Data records
++++++++++++++++++++

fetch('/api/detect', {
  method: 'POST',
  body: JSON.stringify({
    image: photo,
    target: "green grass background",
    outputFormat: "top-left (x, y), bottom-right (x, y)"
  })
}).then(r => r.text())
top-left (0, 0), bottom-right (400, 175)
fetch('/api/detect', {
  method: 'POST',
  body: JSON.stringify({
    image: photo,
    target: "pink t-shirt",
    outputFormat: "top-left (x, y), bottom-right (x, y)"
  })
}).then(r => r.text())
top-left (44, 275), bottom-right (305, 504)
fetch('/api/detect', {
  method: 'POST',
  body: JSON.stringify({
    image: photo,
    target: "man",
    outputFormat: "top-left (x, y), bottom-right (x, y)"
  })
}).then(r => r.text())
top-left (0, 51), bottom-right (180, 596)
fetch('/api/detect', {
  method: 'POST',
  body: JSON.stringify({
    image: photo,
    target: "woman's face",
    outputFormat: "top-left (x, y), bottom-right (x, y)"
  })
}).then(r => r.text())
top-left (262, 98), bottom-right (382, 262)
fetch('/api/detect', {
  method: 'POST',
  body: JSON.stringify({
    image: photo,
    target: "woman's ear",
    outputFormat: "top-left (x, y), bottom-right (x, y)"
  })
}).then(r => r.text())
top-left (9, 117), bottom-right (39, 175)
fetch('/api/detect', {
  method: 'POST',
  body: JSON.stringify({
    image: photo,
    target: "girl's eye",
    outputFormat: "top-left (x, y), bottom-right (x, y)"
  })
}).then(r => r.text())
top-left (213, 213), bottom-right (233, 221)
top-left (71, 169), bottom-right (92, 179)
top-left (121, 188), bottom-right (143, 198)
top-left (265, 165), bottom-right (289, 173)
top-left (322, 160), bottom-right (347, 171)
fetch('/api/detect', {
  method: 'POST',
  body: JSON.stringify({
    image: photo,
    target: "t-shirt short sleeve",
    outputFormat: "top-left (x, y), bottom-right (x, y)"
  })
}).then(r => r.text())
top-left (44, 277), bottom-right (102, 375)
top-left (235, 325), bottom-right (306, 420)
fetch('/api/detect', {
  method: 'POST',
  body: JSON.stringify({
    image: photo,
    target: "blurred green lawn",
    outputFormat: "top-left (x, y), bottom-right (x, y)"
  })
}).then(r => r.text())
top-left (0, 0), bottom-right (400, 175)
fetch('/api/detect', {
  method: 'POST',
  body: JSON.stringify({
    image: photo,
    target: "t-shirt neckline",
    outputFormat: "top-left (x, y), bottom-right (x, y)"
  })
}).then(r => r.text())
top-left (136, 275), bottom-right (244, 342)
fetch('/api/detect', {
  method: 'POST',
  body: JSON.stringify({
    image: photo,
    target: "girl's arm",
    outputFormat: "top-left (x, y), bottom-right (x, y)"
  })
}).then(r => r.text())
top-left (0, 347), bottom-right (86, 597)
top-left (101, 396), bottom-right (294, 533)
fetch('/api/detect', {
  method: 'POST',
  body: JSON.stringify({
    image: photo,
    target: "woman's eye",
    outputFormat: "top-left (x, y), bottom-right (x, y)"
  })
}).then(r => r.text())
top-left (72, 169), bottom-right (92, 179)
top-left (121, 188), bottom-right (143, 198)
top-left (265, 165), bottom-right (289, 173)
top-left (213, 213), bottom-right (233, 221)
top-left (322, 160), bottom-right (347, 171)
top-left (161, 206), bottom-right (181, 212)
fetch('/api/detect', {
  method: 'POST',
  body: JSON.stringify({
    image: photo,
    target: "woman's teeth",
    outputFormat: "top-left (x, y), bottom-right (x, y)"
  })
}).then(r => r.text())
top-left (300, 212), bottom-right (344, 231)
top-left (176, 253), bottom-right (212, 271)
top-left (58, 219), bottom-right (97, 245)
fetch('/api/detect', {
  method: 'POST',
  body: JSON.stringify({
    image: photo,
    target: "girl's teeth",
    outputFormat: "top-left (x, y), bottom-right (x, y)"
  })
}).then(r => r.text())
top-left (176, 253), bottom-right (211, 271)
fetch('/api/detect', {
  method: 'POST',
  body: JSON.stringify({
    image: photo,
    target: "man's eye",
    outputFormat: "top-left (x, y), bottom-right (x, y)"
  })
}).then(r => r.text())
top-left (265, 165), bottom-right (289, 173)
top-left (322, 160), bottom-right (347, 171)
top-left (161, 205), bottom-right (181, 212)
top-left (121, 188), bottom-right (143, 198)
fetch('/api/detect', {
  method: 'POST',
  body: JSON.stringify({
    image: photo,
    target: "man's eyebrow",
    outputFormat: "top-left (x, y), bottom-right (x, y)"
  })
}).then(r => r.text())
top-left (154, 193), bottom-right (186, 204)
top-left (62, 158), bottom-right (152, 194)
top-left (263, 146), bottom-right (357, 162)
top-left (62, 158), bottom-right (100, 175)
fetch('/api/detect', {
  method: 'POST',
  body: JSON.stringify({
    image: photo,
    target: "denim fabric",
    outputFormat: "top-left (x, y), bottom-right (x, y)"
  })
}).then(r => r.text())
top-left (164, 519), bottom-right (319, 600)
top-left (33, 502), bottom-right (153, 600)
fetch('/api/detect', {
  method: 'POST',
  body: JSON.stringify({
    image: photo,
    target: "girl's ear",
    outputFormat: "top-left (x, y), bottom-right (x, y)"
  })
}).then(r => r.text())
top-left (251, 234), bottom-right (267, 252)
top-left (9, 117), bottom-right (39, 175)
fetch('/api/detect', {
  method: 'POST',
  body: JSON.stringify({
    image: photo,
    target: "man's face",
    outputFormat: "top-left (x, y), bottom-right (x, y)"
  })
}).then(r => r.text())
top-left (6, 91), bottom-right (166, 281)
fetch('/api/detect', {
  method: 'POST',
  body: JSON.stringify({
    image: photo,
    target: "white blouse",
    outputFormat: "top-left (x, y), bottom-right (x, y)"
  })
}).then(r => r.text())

++++++++++++++++++++

> _Exercise objective_
Can you transcribe every one of the items above, line for line and without any changes?

> _Complete answer_
fetch('/api/detect', {
  method: 'POST',
  body: JSON.stringify({
    image: photo,
    target: "green grass background",
    outputFormat: "top-left (x, y), bottom-right (x, y)"
  })
}).then(r => r.text())
top-left (0, 0), bottom-right (400, 175)
fetch('/api/detect', {
  method: 'POST',
  body: JSON.stringify({
    image: photo,
    target: "pink t-shirt",
    outputFormat: "top-left (x, y), bottom-right (x, y)"
  })
}).then(r => r.text())
top-left (44, 275), bottom-right (305, 504)
fetch('/api/detect', {
  method: 'POST',
  body: JSON.stringify({
    image: photo,
    target: "man",
    outputFormat: "top-left (x, y), bottom-right (x, y)"
  })
}).then(r => r.text())
top-left (0, 51), bottom-right (180, 596)
fetch('/api/detect', {
  method: 'POST',
  body: JSON.stringify({
    image: photo,
    target: "woman's face",
    outputFormat: "top-left (x, y), bottom-right (x, y)"
  })
}).then(r => r.text())
top-left (262, 98), bottom-right (382, 262)
fetch('/api/detect', {
  method: 'POST',
  body: JSON.stringify({
    image: photo,
    target: "woman's ear",
    outputFormat: "top-left (x, y), bottom-right (x, y)"
  })
}).then(r => r.text())
top-left (9, 117), bottom-right (39, 175)
fetch('/api/detect', {
  method: 'POST',
  body: JSON.stringify({
    image: photo,
    target: "girl's eye",
    outputFormat: "top-left (x, y), bottom-right (x, y)"
  })
}).then(r => r.text())
top-left (213, 213), bottom-right (233, 221)
top-left (71, 169), bottom-right (92, 179)
top-left (121, 188), bottom-right (143, 198)
top-left (265, 165), bottom-right (289, 173)
top-left (322, 160), bottom-right (347, 171)
fetch('/api/detect', {
  method: 'POST',
  body: JSON.stringify({
    image: photo,
    target: "t-shirt short sleeve",
    outputFormat: "top-left (x, y), bottom-right (x, y)"
  })
}).then(r => r.text())
top-left (44, 277), bottom-right (102, 375)
top-left (235, 325), bottom-right (306, 420)
fetch('/api/detect', {
  method: 'POST',
  body: JSON.stringify({
    image: photo,
    target: "blurred green lawn",
    outputFormat: "top-left (x, y), bottom-right (x, y)"
  })
}).then(r => r.text())
top-left (0, 0), bottom-right (400, 175)
fetch('/api/detect', {
  method: 'POST',
  body: JSON.stringify({
    image: photo,
    target: "t-shirt neckline",
    outputFormat: "top-left (x, y), bottom-right (x, y)"
  })
}).then(r => r.text())
top-left (136, 275), bottom-right (244, 342)
fetch('/api/detect', {
  method: 'POST',
  body: JSON.stringify({
    image: photo,
    target: "girl's arm",
    outputFormat: "top-left (x, y), bottom-right (x, y)"
  })
}).then(r => r.text())
top-left (0, 347), bottom-right (86, 597)
top-left (101, 396), bottom-right (294, 533)
fetch('/api/detect', {
  method: 'POST',
  body: JSON.stringify({
    image: photo,
    target: "woman's eye",
    outputFormat: "top-left (x, y), bottom-right (x, y)"
  })
}).then(r => r.text())
top-left (72, 169), bottom-right (92, 179)
top-left (121, 188), bottom-right (143, 198)
top-left (265, 165), bottom-right (289, 173)
top-left (213, 213), bottom-right (233, 221)
top-left (322, 160), bottom-right (347, 171)
top-left (161, 206), bottom-right (181, 212)
fetch('/api/detect', {
  method: 'POST',
  body: JSON.stringify({
    image: photo,
    target: "woman's teeth",
    outputFormat: "top-left (x, y), bottom-right (x, y)"
  })
}).then(r => r.text())
top-left (300, 212), bottom-right (344, 231)
top-left (176, 253), bottom-right (212, 271)
top-left (58, 219), bottom-right (97, 245)
fetch('/api/detect', {
  method: 'POST',
  body: JSON.stringify({
    image: photo,
    target: "girl's teeth",
    outputFormat: "top-left (x, y), bottom-right (x, y)"
  })
}).then(r => r.text())
top-left (176, 253), bottom-right (211, 271)
fetch('/api/detect', {
  method: 'POST',
  body: JSON.stringify({
    image: photo,
    target: "man's eye",
    outputFormat: "top-left (x, y), bottom-right (x, y)"
  })
}).then(r => r.text())
top-left (265, 165), bottom-right (289, 173)
top-left (322, 160), bottom-right (347, 171)
top-left (161, 205), bottom-right (181, 212)
top-left (121, 188), bottom-right (143, 198)
fetch('/api/detect', {
  method: 'POST',
  body: JSON.stringify({
    image: photo,
    target: "man's eyebrow",
    outputFormat: "top-left (x, y), bottom-right (x, y)"
  })
}).then(r => r.text())
top-left (154, 193), bottom-right (186, 204)
top-left (62, 158), bottom-right (152, 194)
top-left (263, 146), bottom-right (357, 162)
top-left (62, 158), bottom-right (100, 175)
fetch('/api/detect', {
  method: 'POST',
  body: JSON.stringify({
    image: photo,
    target: "denim fabric",
    outputFormat: "top-left (x, y), bottom-right (x, y)"
  })
}).then(r => r.text())
top-left (164, 519), bottom-right (319, 600)
top-left (33, 502), bottom-right (153, 600)
fetch('/api/detect', {
  method: 'POST',
  body: JSON.stringify({
    image: photo,
    target: "girl's ear",
    outputFormat: "top-left (x, y), bottom-right (x, y)"
  })
}).then(r => r.text())
top-left (251, 234), bottom-right (267, 252)
top-left (9, 117), bottom-right (39, 175)
fetch('/api/detect', {
  method: 'POST',
  body: JSON.stringify({
    image: photo,
    target: "man's face",
    outputFormat: "top-left (x, y), bottom-right (x, y)"
  })
}).then(r => r.text())
top-left (6, 91), bottom-right (166, 281)
fetch('/api/detect', {
  method: 'POST',
  body: JSON.stringify({
    image: photo,
    target: "white blouse",
    outputFormat: "top-left (x, y), bottom-right (x, y)"
  })
}).then(r => r.text())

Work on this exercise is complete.